──────── Data

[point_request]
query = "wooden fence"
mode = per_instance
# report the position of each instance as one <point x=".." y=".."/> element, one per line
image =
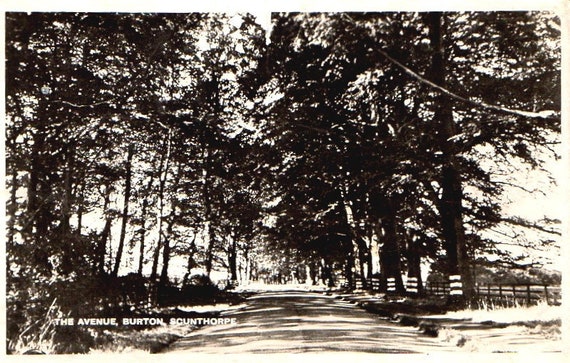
<point x="514" y="293"/>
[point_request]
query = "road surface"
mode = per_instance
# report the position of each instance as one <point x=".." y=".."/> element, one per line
<point x="302" y="322"/>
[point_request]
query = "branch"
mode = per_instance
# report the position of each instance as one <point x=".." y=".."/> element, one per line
<point x="519" y="187"/>
<point x="85" y="105"/>
<point x="522" y="223"/>
<point x="549" y="114"/>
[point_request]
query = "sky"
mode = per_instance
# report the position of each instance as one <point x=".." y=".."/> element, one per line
<point x="532" y="206"/>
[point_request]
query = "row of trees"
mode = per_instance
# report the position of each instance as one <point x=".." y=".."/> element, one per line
<point x="133" y="139"/>
<point x="387" y="123"/>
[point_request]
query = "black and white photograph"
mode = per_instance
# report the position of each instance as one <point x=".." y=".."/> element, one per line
<point x="287" y="180"/>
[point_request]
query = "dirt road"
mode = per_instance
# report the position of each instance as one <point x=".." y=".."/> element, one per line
<point x="300" y="322"/>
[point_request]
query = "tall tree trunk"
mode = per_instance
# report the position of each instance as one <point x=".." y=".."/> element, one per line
<point x="163" y="170"/>
<point x="232" y="257"/>
<point x="125" y="214"/>
<point x="386" y="210"/>
<point x="65" y="238"/>
<point x="102" y="246"/>
<point x="209" y="215"/>
<point x="12" y="208"/>
<point x="414" y="261"/>
<point x="450" y="205"/>
<point x="143" y="229"/>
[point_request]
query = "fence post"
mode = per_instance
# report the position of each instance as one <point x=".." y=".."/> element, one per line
<point x="528" y="294"/>
<point x="391" y="284"/>
<point x="455" y="285"/>
<point x="514" y="295"/>
<point x="412" y="285"/>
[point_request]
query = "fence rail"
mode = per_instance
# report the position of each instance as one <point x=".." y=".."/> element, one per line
<point x="521" y="293"/>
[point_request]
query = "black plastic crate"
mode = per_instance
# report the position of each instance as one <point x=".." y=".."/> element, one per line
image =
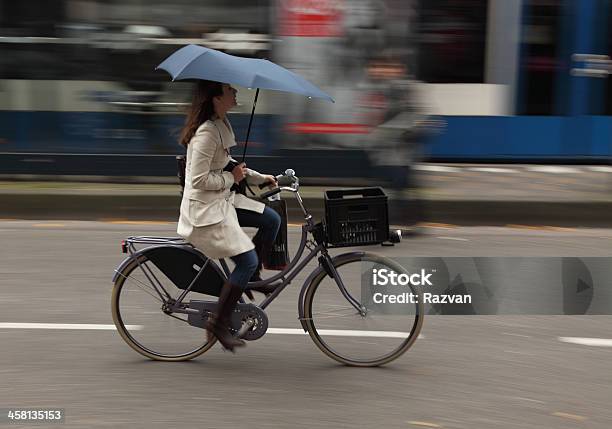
<point x="356" y="217"/>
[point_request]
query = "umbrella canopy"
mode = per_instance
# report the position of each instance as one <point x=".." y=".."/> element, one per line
<point x="198" y="62"/>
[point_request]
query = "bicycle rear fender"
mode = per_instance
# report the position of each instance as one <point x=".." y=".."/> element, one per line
<point x="320" y="270"/>
<point x="181" y="264"/>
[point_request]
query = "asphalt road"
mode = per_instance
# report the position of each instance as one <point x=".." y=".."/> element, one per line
<point x="466" y="371"/>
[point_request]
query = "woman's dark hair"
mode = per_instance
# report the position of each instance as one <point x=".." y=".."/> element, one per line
<point x="201" y="109"/>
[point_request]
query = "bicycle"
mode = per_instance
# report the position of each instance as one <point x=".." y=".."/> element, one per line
<point x="331" y="309"/>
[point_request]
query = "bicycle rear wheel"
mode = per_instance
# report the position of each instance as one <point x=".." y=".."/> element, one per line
<point x="372" y="337"/>
<point x="141" y="322"/>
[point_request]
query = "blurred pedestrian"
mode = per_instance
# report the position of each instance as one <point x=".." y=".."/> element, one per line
<point x="395" y="111"/>
<point x="211" y="213"/>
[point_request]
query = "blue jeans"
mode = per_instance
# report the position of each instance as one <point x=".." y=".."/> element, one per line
<point x="268" y="223"/>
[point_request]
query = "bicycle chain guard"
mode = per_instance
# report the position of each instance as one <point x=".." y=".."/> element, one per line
<point x="242" y="313"/>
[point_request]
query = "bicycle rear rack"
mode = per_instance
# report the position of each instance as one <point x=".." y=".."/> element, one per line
<point x="129" y="244"/>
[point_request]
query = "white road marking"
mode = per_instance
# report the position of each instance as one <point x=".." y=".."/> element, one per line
<point x="453" y="238"/>
<point x="79" y="326"/>
<point x="600" y="169"/>
<point x="492" y="170"/>
<point x="597" y="342"/>
<point x="284" y="331"/>
<point x="437" y="168"/>
<point x="553" y="169"/>
<point x="341" y="333"/>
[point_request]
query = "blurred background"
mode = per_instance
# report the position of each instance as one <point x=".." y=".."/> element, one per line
<point x="482" y="81"/>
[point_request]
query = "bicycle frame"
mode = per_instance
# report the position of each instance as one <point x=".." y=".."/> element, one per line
<point x="297" y="264"/>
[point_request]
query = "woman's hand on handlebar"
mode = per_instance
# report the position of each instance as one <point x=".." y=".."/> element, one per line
<point x="239" y="172"/>
<point x="270" y="180"/>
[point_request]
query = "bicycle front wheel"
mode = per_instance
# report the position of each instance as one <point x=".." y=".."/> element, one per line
<point x="359" y="333"/>
<point x="138" y="298"/>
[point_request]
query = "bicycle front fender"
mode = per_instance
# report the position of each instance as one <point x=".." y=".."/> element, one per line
<point x="319" y="272"/>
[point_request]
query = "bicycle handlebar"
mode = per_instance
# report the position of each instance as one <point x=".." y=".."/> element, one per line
<point x="270" y="193"/>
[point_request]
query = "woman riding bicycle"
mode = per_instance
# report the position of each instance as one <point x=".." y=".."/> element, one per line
<point x="212" y="213"/>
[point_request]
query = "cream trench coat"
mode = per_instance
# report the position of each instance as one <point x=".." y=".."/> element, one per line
<point x="208" y="217"/>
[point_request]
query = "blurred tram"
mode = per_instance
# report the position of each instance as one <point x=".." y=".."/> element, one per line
<point x="515" y="80"/>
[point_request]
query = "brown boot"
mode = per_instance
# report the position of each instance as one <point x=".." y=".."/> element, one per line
<point x="259" y="250"/>
<point x="219" y="325"/>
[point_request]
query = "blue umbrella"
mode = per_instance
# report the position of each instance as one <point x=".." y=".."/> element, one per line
<point x="198" y="62"/>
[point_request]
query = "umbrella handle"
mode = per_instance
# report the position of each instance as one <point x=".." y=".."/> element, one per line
<point x="246" y="142"/>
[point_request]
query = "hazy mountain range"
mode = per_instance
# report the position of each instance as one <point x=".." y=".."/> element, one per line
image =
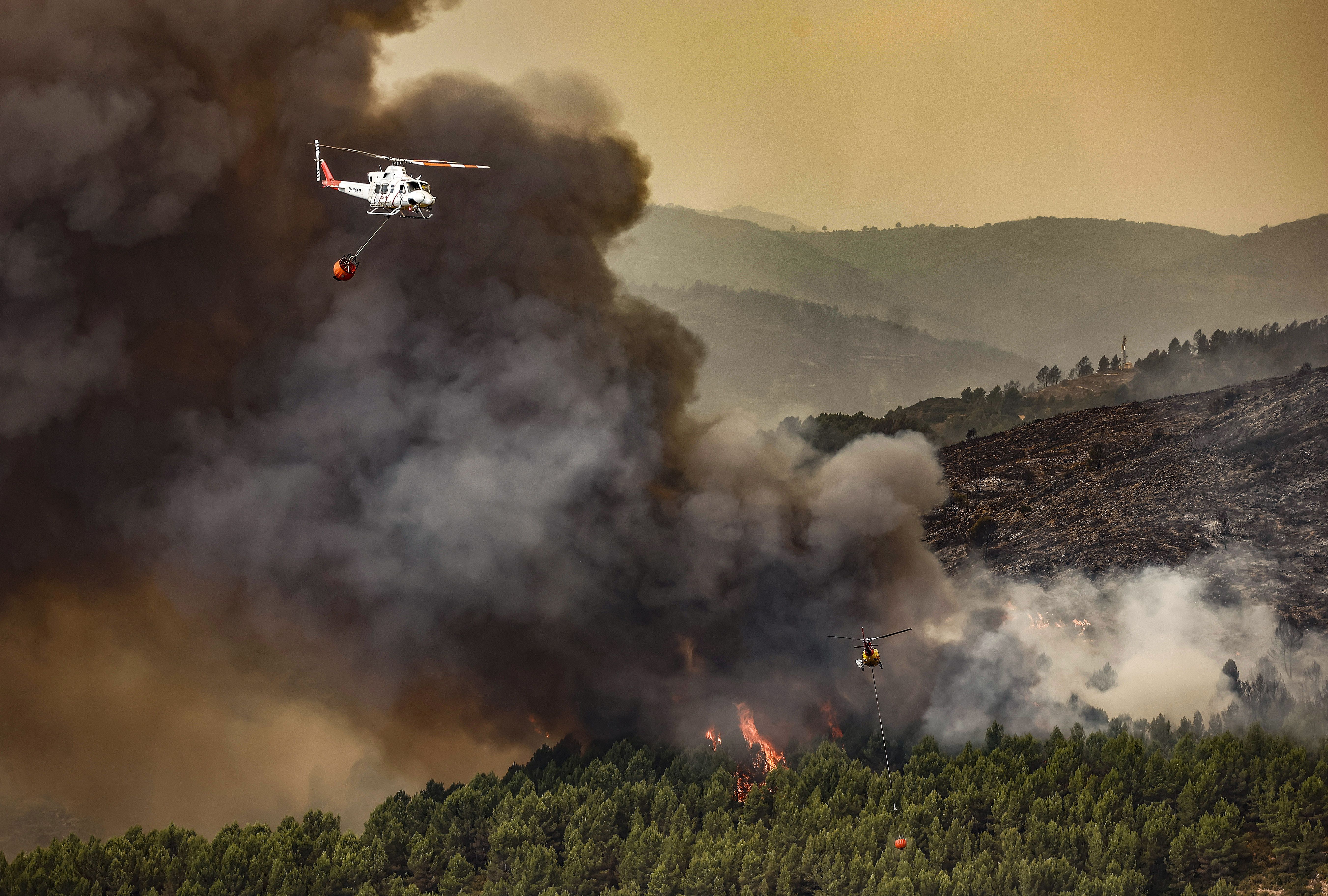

────────────────

In the records, which lines use the word "road"? Report them.

query = "road surface"
query = "dirt road"
query = "asphalt road"
query = "white road marking"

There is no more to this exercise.